> **Work item**
Extend the announcement below of the lecture on flexible iontronic sensing, starting after its final sentence.

> **Excerpt**
Events

Lecture of Pro. PAN Tingrui
Posted by:     Time:2019-07-23

Title:Flexible IonTronic Sensing (FITS): Enabling Tactile Intelligence for Internet of Everything
Time:13:30 to 14:30, Jul.23, 2019
Place:F103, School of Mechanical Engineering
Host:GU Guoying, Professor (Institute of Robotics)


Biography
Prof. Tingrui Pan is a Professor in the Department of Biomedical Engineering at UC Davis. Leading the Micro-Nano Innovations (MiNI) Group, his research interests span a wide range of topics in bioengineering, including flexible sensing/wearable technologies, microfluidics/lab-on-a-chip, biomanufacturing/nanofabrication, mobile and personalized medicine. Prof. Pan has been known for inventing a new category of mechanical sensors, known as Flexible IonTronic Sensors (FITS), with the highest reported pressure-to-capacitance sensitivity and the largest signal-to-noise ratio, utilizing an elastic electronic double layer interface, both highly essential to dynamic wearable environments. The medical applications have been extended to non-invasive hemodynamic monitoring, body gesture and motion tracking, as well as pressure feedbacks on medical instruments. Prof. Pan has authored over 100 refereed publications, received more than $20 million federal and private research funding, and held more than 20 US patents/patent applications. His translational activities leads to formation of five high-tech startup companies and more than 10 of his co-inventions have been successfully licensed. Prof. Pan is the founding Director of UC Davis Global Research and Education in Advanced Technologies (GREAT) Program, a university flagship outreach program, which recruits and trains elite undergraduate students from all over the world in cutting-edge technology fields at UC Davis. He is an elected Fellow of American Institute for Medical and Biological Engineering (AIMBE) and Royal Society of Chemistry (RSC).

(Recorded data)
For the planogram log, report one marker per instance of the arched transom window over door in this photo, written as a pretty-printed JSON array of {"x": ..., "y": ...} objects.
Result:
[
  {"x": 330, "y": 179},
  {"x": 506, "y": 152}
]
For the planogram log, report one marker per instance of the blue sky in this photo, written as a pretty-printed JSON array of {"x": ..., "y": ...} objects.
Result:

> **Answer below**
Abstract

Internet of Things (IOTs) have become an extremely popular subject to explore in both industries and academia recently, in which a variety of machine vision and voice recognition technologies have been established to enable such human-machine interfaces. As the next phase of artificial intelligence, tactile intelligence by introducing to IOTs offers a completely new means to facilitate in the human-IOTs communications, where high-sensitivity, noise proof sensing mechanisms with long-term functionalities play critical roles in a real-world implementation, while the existing mechanical sensing technologies (i.e., resistive, capacitive, or piezoelectric) have yet offered a satisfactory solution to address them all. Here, we successfully introduced a flexible supercapacitive sensing modality to all-fabric materials for wearable pressure and force sensing using an elastic ionic-electronic interface. Notably, an electrospun ionic fabric utilizing nanofibrous structures offers an extraordinarily high pressure-to-capacitance sensitivity (114 nF∙kPa-1), which is at least 1,000 times higher than any existing capacitive sensors and one order of magnitude higher than the previously reported ionic devices, with a pressure resolution of 2.4 Pa, achieving high levels of noise immunity and signal stability for wearable applications. In addition, its fabrication process is fully compatible with existing industrial manufacturing and can lead to cost-effective production for its utility in emerging wearable uses in a foreseeable future.